__Extracted entries__.
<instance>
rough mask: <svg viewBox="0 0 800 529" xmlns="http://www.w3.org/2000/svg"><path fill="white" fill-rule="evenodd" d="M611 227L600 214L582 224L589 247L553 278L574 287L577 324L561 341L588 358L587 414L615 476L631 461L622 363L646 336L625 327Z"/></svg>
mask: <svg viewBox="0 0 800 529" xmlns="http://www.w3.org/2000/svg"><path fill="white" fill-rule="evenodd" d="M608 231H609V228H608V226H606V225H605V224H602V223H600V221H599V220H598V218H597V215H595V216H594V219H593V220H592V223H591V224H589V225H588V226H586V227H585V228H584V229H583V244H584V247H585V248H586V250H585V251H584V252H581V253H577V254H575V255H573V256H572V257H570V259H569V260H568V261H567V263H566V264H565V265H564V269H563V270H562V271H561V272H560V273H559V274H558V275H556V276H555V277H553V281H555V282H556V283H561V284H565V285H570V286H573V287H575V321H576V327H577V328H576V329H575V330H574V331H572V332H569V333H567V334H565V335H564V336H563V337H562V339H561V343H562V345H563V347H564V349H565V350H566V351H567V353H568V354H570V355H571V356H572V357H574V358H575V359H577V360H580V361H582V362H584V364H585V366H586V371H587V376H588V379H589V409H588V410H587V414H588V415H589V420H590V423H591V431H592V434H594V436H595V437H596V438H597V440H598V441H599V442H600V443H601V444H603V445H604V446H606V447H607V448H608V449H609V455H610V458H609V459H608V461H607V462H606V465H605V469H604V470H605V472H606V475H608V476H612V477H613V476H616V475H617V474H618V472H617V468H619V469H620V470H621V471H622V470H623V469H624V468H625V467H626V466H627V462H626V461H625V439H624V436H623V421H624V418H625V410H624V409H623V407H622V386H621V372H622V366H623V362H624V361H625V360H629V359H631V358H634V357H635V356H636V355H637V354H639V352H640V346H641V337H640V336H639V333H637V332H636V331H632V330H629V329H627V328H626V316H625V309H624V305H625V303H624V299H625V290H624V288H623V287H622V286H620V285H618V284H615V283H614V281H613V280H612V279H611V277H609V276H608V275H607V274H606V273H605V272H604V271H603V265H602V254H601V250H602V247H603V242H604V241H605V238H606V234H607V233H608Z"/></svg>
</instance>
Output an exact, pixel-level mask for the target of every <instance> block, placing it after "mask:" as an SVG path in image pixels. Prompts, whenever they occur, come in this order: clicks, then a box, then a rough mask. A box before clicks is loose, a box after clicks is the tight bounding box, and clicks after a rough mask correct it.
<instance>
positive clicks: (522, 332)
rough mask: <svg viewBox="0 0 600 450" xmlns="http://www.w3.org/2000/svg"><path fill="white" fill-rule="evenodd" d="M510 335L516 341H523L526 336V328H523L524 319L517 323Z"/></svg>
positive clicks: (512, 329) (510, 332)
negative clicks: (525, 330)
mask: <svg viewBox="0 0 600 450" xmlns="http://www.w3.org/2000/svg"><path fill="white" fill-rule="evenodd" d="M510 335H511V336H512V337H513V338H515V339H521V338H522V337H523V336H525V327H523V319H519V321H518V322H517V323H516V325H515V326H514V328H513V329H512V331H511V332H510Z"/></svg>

__Assignment__.
Copy the records exactly, from the start through the line that contains "227L600 214L582 224L589".

__Exercise output__.
<instance>
rough mask: <svg viewBox="0 0 800 529" xmlns="http://www.w3.org/2000/svg"><path fill="white" fill-rule="evenodd" d="M611 227L600 214L582 224L589 247L553 278L574 287L577 324L561 341L588 358L587 414L615 476L631 461L622 363L646 336L625 327Z"/></svg>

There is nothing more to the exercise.